WHAT NEEDS TO BE DONE —
Pick out and copy each line in the records below that contains the word "reflection". Case counts.

DATASET ENTRIES —
===

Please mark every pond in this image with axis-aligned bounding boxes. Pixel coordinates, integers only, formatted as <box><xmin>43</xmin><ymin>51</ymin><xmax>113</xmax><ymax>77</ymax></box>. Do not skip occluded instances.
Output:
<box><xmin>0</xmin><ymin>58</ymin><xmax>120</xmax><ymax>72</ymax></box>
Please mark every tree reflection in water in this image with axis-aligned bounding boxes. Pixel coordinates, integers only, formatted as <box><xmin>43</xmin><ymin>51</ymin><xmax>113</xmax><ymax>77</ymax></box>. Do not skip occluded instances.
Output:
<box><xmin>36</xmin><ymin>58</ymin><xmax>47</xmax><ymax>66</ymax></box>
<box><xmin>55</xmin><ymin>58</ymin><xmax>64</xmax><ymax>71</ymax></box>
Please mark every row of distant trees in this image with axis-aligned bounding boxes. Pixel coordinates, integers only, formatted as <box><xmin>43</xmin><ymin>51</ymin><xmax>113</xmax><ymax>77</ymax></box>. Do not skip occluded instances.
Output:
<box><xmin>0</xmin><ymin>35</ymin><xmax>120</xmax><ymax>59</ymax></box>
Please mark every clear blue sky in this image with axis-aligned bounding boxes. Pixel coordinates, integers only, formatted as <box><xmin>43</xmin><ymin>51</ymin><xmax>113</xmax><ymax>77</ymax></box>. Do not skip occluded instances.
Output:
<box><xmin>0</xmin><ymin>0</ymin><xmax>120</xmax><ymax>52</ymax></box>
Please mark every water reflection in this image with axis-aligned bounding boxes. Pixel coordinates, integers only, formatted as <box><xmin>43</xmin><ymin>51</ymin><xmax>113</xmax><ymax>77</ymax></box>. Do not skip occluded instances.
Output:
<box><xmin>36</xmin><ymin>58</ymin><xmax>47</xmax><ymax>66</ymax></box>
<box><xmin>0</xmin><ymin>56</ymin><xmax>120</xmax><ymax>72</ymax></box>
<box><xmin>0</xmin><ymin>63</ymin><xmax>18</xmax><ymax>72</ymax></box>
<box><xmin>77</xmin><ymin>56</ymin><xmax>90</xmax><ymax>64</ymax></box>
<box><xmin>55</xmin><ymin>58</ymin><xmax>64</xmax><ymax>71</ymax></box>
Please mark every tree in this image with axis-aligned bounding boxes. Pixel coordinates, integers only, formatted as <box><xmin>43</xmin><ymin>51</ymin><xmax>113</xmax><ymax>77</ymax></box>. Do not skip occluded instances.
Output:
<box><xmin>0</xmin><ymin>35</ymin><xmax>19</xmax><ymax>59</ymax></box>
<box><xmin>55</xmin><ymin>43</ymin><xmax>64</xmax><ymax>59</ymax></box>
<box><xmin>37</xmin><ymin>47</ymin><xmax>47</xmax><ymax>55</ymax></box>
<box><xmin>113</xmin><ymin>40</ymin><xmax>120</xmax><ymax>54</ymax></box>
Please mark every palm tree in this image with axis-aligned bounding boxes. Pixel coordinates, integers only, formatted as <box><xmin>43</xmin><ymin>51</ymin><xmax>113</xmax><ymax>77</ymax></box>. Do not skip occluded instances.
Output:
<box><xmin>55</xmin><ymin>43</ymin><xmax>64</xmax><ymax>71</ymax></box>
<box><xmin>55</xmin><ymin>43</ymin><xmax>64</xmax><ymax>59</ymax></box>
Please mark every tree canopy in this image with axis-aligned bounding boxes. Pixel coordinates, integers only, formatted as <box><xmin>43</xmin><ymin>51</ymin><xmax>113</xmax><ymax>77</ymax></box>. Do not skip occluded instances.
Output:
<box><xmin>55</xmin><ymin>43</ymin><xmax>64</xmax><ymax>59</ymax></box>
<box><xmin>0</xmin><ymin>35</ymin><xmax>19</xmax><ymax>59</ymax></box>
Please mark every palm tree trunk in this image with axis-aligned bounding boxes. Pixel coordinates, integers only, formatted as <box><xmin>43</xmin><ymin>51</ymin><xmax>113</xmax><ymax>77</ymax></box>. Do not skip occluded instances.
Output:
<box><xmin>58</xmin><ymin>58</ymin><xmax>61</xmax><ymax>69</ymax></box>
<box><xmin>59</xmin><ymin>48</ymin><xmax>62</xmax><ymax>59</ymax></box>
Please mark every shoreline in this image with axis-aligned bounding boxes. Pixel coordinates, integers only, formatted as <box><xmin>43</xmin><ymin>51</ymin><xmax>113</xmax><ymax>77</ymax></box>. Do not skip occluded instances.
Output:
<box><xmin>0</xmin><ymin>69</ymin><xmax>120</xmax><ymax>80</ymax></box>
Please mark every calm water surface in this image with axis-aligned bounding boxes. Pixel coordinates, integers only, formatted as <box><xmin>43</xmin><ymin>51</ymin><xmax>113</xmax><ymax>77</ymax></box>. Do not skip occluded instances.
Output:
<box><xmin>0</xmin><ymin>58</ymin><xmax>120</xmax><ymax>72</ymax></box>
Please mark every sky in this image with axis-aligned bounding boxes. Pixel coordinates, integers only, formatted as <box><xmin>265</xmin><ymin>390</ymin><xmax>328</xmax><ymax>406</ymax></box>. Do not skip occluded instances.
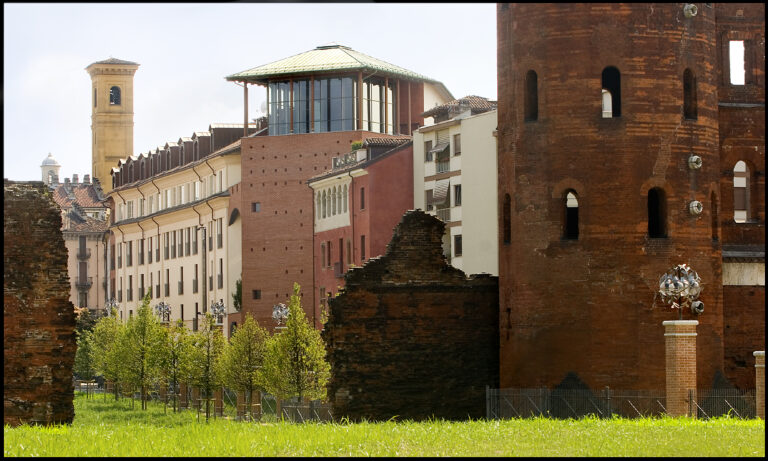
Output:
<box><xmin>3</xmin><ymin>3</ymin><xmax>496</xmax><ymax>181</ymax></box>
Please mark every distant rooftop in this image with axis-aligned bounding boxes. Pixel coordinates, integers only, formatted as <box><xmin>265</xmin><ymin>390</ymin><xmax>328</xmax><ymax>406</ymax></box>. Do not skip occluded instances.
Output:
<box><xmin>225</xmin><ymin>44</ymin><xmax>437</xmax><ymax>84</ymax></box>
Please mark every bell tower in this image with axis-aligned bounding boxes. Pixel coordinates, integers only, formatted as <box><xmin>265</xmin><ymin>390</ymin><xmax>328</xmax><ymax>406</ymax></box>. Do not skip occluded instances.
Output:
<box><xmin>85</xmin><ymin>58</ymin><xmax>139</xmax><ymax>193</ymax></box>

===

FINISHED EXERCISE —
Please mark every tree reflection in water in this image with axis-aligned bounding boxes. Pixel coordinates, integers only, formatted as <box><xmin>43</xmin><ymin>51</ymin><xmax>113</xmax><ymax>77</ymax></box>. Do not skip occluded instances.
Please mark every water reflection in this image with axis-aligned bounding boxes. Pixel coordinates, integers only, formatted as <box><xmin>43</xmin><ymin>51</ymin><xmax>113</xmax><ymax>77</ymax></box>. Do not skip occluded instances.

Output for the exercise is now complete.